■ Problem description
The entire listing is to be repeated verbatim.
----- Dataset excerpts
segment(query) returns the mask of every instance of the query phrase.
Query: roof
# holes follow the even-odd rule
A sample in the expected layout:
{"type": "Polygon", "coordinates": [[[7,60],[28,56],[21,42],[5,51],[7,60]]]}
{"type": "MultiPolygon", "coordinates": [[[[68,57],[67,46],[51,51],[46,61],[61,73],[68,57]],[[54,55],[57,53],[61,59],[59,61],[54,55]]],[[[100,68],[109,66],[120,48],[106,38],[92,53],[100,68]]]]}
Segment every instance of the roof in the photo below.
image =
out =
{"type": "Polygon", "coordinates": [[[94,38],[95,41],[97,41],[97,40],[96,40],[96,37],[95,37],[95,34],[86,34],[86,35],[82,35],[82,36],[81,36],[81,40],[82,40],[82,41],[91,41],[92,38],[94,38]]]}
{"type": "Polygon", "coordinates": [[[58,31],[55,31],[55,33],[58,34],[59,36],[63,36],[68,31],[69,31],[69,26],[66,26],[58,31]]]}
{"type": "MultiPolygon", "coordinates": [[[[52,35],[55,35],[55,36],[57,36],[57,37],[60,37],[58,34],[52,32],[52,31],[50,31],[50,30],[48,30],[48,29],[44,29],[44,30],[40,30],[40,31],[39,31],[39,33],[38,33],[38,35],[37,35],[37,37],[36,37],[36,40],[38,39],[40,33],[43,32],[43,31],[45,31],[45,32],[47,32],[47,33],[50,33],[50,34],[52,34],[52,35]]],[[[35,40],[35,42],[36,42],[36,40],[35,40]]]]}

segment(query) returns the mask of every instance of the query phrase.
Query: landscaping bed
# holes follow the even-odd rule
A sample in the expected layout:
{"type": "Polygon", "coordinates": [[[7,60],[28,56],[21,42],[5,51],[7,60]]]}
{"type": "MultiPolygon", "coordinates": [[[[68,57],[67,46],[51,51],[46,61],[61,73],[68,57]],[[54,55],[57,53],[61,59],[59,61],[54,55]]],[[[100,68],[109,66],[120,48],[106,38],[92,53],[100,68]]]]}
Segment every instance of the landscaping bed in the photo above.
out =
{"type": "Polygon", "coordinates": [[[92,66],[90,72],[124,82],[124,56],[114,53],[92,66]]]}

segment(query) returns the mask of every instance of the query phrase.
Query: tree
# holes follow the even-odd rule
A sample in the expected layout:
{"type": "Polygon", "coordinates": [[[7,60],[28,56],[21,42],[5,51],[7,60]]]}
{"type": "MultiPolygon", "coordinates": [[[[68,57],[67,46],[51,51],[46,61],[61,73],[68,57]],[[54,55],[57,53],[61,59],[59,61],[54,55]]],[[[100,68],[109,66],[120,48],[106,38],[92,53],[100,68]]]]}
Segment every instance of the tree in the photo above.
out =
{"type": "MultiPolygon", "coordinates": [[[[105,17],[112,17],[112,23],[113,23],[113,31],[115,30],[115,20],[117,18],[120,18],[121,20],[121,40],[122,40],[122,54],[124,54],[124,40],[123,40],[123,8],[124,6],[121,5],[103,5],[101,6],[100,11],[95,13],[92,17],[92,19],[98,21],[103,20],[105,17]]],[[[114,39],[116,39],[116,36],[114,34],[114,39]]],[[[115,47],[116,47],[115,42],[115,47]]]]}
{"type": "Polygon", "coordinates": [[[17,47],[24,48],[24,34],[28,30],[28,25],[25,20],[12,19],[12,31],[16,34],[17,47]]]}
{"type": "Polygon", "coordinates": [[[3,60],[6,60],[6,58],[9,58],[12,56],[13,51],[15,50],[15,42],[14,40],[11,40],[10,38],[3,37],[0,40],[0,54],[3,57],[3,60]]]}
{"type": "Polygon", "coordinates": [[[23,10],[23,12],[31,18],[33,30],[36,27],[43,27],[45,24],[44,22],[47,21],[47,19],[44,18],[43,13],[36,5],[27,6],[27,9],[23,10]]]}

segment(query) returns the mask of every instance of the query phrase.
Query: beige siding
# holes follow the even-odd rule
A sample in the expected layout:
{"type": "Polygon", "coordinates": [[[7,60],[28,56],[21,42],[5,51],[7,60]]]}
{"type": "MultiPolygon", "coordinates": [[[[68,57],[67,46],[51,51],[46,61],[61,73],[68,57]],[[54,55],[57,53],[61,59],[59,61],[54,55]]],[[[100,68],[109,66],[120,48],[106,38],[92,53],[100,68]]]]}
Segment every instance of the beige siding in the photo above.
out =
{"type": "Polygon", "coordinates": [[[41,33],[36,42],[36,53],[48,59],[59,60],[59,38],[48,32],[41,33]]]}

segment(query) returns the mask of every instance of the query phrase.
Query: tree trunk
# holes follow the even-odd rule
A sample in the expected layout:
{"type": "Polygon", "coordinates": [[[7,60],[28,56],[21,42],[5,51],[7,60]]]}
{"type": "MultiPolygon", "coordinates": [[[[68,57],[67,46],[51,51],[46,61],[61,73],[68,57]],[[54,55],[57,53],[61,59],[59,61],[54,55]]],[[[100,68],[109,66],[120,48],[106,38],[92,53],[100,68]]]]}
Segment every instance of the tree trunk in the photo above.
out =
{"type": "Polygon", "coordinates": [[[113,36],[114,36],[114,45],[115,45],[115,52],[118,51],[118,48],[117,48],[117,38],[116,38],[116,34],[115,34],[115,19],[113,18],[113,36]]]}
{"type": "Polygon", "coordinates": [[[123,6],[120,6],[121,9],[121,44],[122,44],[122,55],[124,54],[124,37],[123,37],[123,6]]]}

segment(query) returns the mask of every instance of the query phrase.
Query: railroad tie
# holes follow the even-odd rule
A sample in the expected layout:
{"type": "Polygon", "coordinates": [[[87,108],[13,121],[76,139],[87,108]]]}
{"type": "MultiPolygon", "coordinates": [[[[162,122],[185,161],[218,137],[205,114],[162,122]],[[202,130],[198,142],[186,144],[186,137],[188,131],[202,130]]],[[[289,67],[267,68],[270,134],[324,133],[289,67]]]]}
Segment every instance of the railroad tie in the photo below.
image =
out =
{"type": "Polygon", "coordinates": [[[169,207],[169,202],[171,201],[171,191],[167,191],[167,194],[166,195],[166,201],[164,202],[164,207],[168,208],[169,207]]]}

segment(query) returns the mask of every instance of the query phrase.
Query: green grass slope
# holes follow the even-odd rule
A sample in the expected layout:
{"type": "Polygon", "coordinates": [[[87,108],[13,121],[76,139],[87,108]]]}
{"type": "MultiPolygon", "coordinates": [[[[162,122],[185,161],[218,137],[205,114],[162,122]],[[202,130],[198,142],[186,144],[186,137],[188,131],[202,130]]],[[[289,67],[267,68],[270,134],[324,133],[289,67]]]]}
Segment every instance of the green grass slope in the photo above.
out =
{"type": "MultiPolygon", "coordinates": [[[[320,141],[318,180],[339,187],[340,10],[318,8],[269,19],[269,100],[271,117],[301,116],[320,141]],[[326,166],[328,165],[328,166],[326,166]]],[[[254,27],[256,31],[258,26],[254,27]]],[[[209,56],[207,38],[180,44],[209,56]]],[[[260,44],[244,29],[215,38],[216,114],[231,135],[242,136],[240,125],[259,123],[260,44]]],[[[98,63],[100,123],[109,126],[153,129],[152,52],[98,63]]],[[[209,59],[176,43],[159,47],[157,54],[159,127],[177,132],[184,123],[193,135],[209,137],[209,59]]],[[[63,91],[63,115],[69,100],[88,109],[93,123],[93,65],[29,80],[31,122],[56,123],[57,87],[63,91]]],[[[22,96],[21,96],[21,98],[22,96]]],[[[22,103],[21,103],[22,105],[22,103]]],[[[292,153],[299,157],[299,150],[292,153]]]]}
----------
■ Solution for this exercise
segment(query) returns the mask of every instance of the query phrase.
Query: roof
# holes follow the even-odd rule
A sample in the expected layout:
{"type": "Polygon", "coordinates": [[[7,60],[28,56],[21,42],[5,51],[7,60]]]}
{"type": "MultiPolygon", "coordinates": [[[[68,57],[67,46],[51,51],[46,61],[61,73],[68,57]],[[54,55],[57,53],[61,59],[59,61],[54,55]]],[[[100,68],[109,66],[120,48],[106,38],[92,53],[100,68]]]]}
Segment every instance of the roof in the photo below.
image =
out =
{"type": "Polygon", "coordinates": [[[94,38],[95,41],[97,41],[97,40],[96,40],[96,37],[95,37],[95,34],[86,34],[86,35],[82,35],[82,36],[81,36],[81,40],[82,40],[82,41],[91,41],[92,38],[94,38]]]}
{"type": "Polygon", "coordinates": [[[58,31],[55,31],[55,33],[58,34],[59,36],[63,36],[68,31],[69,31],[69,26],[66,26],[58,31]]]}
{"type": "MultiPolygon", "coordinates": [[[[52,35],[55,35],[55,36],[57,36],[57,37],[60,37],[58,34],[52,32],[52,31],[50,31],[50,30],[48,30],[48,29],[44,29],[44,30],[40,30],[40,31],[39,31],[39,33],[38,33],[38,35],[37,35],[37,37],[36,37],[36,40],[38,39],[40,33],[43,32],[43,31],[45,31],[45,32],[47,32],[47,33],[50,33],[50,34],[52,34],[52,35]]],[[[35,40],[35,42],[36,42],[36,40],[35,40]]]]}

segment(query) returns the mask of every instance of the query phrase.
Query: landscaping bed
# holes follow the even-odd rule
A sample in the expected layout:
{"type": "Polygon", "coordinates": [[[7,60],[28,56],[21,42],[5,51],[7,60]]]}
{"type": "MultiPolygon", "coordinates": [[[[68,57],[67,46],[51,51],[46,61],[61,73],[68,57]],[[54,55],[57,53],[61,59],[59,61],[54,55]]],[[[100,68],[109,66],[120,48],[106,38],[92,53],[100,68]]]]}
Segment every instance of the landscaping bed in the photo above.
out =
{"type": "Polygon", "coordinates": [[[92,66],[90,72],[124,82],[124,56],[114,53],[92,66]]]}

segment(query) returns the mask of every instance of the query phrase.
Query: tree
# holes follow the even-odd rule
A sample in the expected layout:
{"type": "Polygon", "coordinates": [[[7,60],[28,56],[21,42],[5,51],[7,60]]]}
{"type": "MultiPolygon", "coordinates": [[[[68,57],[67,46],[51,51],[46,61],[61,73],[68,57]],[[54,55],[57,53],[61,59],[59,61],[54,55]]],[[[100,68],[109,66],[120,48],[106,38],[92,53],[100,68]]]]}
Segment every instance of the tree in the photo above.
out =
{"type": "MultiPolygon", "coordinates": [[[[105,17],[112,17],[112,23],[113,23],[113,31],[115,30],[115,20],[117,18],[120,18],[121,20],[121,40],[122,40],[122,54],[124,54],[124,40],[123,40],[123,8],[124,6],[121,5],[103,5],[101,6],[100,11],[95,13],[92,17],[92,19],[98,21],[103,20],[105,17]]],[[[114,39],[116,39],[116,36],[114,34],[114,39]]],[[[115,47],[116,47],[115,42],[115,47]]]]}
{"type": "Polygon", "coordinates": [[[17,47],[24,48],[24,34],[28,30],[28,25],[25,20],[12,19],[12,31],[16,34],[17,47]]]}
{"type": "Polygon", "coordinates": [[[3,60],[6,60],[6,58],[9,58],[12,56],[13,51],[15,50],[15,42],[14,40],[11,40],[10,38],[3,37],[0,40],[0,54],[3,57],[3,60]]]}
{"type": "Polygon", "coordinates": [[[23,10],[23,12],[31,18],[33,30],[36,27],[43,27],[45,24],[44,22],[47,21],[47,19],[44,18],[43,13],[36,5],[27,6],[27,9],[23,10]]]}

segment(query) returns the mask of every instance of the query phrase.
Query: beige siding
# holes follow the even-odd rule
A sample in the expected layout:
{"type": "Polygon", "coordinates": [[[7,60],[28,56],[21,42],[5,51],[7,60]]]}
{"type": "MultiPolygon", "coordinates": [[[[68,57],[67,46],[51,51],[46,61],[61,73],[68,57]],[[54,55],[57,53],[61,59],[59,61],[54,55]]],[[[100,68],[109,66],[120,48],[106,38],[92,53],[100,68]]]]}
Segment every instance of the beige siding in the photo above.
out =
{"type": "Polygon", "coordinates": [[[41,33],[36,42],[36,53],[48,59],[59,60],[59,38],[48,32],[41,33]]]}

segment(query) returns the mask of every instance of the query phrase.
Query: tree trunk
# holes follow the even-odd rule
A sample in the expected layout:
{"type": "Polygon", "coordinates": [[[7,60],[28,56],[21,42],[5,51],[7,60]]]}
{"type": "MultiPolygon", "coordinates": [[[[68,57],[67,46],[51,51],[46,61],[61,73],[68,57]],[[54,55],[57,53],[61,59],[59,61],[54,55]]],[[[100,68],[109,66],[120,48],[106,38],[92,53],[100,68]]]]}
Segment every instance of the tree trunk in the photo above.
out =
{"type": "Polygon", "coordinates": [[[113,36],[114,36],[114,45],[115,45],[115,52],[118,51],[118,48],[117,48],[117,38],[116,38],[116,34],[115,34],[115,19],[113,18],[113,36]]]}
{"type": "Polygon", "coordinates": [[[123,6],[120,6],[121,9],[121,44],[122,44],[122,55],[124,54],[124,37],[123,37],[123,6]]]}

segment(query) returns the mask of every instance of the query phrase.
Query: railroad tie
# holes follow the even-odd rule
A sample in the expected layout:
{"type": "Polygon", "coordinates": [[[87,108],[13,121],[76,139],[87,108]]]}
{"type": "MultiPolygon", "coordinates": [[[[162,122],[185,161],[218,137],[205,114],[162,122]],[[202,130],[198,142],[186,144],[186,137],[188,131],[202,130]]],[[[289,67],[267,68],[270,134],[324,133],[289,67]]]]}
Segment every instance of the railroad tie in the photo below.
image =
out =
{"type": "Polygon", "coordinates": [[[169,207],[169,202],[171,201],[171,191],[167,191],[167,194],[166,195],[166,201],[164,202],[164,207],[168,208],[169,207]]]}

segment(query) returns the mask of every instance of the query phrase.
Query: green grass slope
# holes follow the even-odd rule
A sample in the expected layout:
{"type": "Polygon", "coordinates": [[[87,108],[13,121],[76,139],[87,108]]]}
{"type": "MultiPolygon", "coordinates": [[[[162,122],[185,161],[218,137],[205,114],[162,122]],[[202,130],[198,142],[186,144],[186,137],[188,131],[202,130]]],[[[289,67],[267,68],[270,134],[324,133],[289,67]]]]}
Segment every instance of the green grass slope in the photo above.
out =
{"type": "MultiPolygon", "coordinates": [[[[320,141],[318,180],[339,187],[340,10],[318,8],[269,19],[269,100],[271,117],[301,116],[320,141]],[[326,166],[328,165],[328,166],[326,166]]],[[[254,27],[256,31],[258,26],[254,27]]],[[[209,56],[207,38],[180,44],[209,56]]],[[[260,44],[244,29],[215,38],[216,114],[231,135],[242,136],[240,125],[259,123],[260,44]]],[[[98,63],[100,123],[109,126],[153,129],[152,52],[98,63]]],[[[209,59],[176,43],[159,47],[157,54],[159,127],[177,132],[184,123],[193,135],[209,137],[209,59]]],[[[63,91],[63,115],[69,100],[88,109],[93,123],[93,65],[29,80],[31,122],[56,123],[57,87],[63,91]]],[[[22,96],[21,96],[21,98],[22,96]]],[[[22,103],[21,103],[22,105],[22,103]]],[[[292,153],[299,157],[299,150],[292,153]]]]}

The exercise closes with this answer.